** start of EXTRACT **
Marissa Steen (born 4 December 1989) is an American professional golfer and LPGA Tour member. She was Symetra Tour Player of the Year in 2014.

Early life, college and amateur career
Steen grew up in West Chester, a suburb of Cincinnati, Ohio and started playing golf at the age of 14. She attended Lakota West High School where she played golf, basketball, softball and played trumpet in the band. A standout performer, she was a member of her high school's 2006 State Championship golf team.

Steen attended the University of Memphis between 2008 and 2012, and earned a bachelor's degree in Sports Management. She competed in every golf event for four years while at Memphis, setting a fair number of records.

Professional career
Steen turned professional and joined the Symetra Tour in 2012. She ended her rookie season ranked 34th, and improved to a rank of 16th in 2013. In 2014 she won the Guardian Retirement Championship at Sara Bay, the Friends of Mission Charity Classic Classic and the Eagle Classic, to earn a "battlefield promotion" to the LPGA Tour. She topped the money list and was awarded Symetra Tour Player of the Year.
** end of EXTRACT **
• **TASKS TO COMPLETE**:
A. Could you output the part of the Marissa Steen article between "Steen attended the" and "of the Year.", inclusive, word for word?
B. According to the Marissa Steen article, how did Steen earn a "battlefield promotion" to the LPGA Tour? Answer in one to three sentences.
C. Would you resume the Marissa Steen article from the point where it stops?
** start of COLLECTED DATA **
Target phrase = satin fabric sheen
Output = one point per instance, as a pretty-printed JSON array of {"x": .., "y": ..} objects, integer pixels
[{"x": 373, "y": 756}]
** end of COLLECTED DATA **
• **RESPONSES TO THE TASKS**:
A.
Steen attended the University of Memphis between 2008 and 2012, and earned a bachelor's degree in Sports Management. She competed in every golf event for four years while at Memphis, setting a fair number of records.

Professional career
Steen turned professional and joined the Symetra Tour in 2012. She ended her rookie season ranked 34th, and improved to a rank of 16th in 2013. In 2014 she won the Guardian Retirement Championship at Sara Bay, the Friends of Mission Charity Classic Classic and the Eagle Classic, to earn a "battlefield promotion" to the LPGA Tour. She topped the money list and was awarded Symetra Tour Player of the Year.

B. She earned the promotion by winning three tournaments in 2014. One was the Guardian Retirement Championship at Sara Bay, and another was the Eagle Classic.

C.
 
2015 was her rookie season on the LPGA Tour. Unfortunately, she sustained an injury early in the season. Returning to the Symetra Tour, she earned promotion to the LPGA Tour again after finishing 8th on the 2016 Symetra Tour Money List. In 2017 she finished T10 at the LPGA Final Qualifying Tournament to keep her card for the 2018 LPGA Tour. In 2018 she made two starts on the LPGA Tour before an ankle injury sidelined her for the season.

She finished T8 at the 2019 Women's Australian Open and tied for 10th at the 2021 Women's British Open.

Amateur wins
2010 (3) USA Lady Jaguar Invitational, Montana Bobcat Invitational, UAB Fall Beach Blast
2011 (3) Cincinnati Women's Metropolitan Championship, Lady Eagle Invitational, Memphis Women's Fall Invitational
2012 (1) Chris Banister Golf Classic

Source:

Professional wins (3)

Symetra Tour wins (3)

Results in LPGA majors
Results not in chronological order.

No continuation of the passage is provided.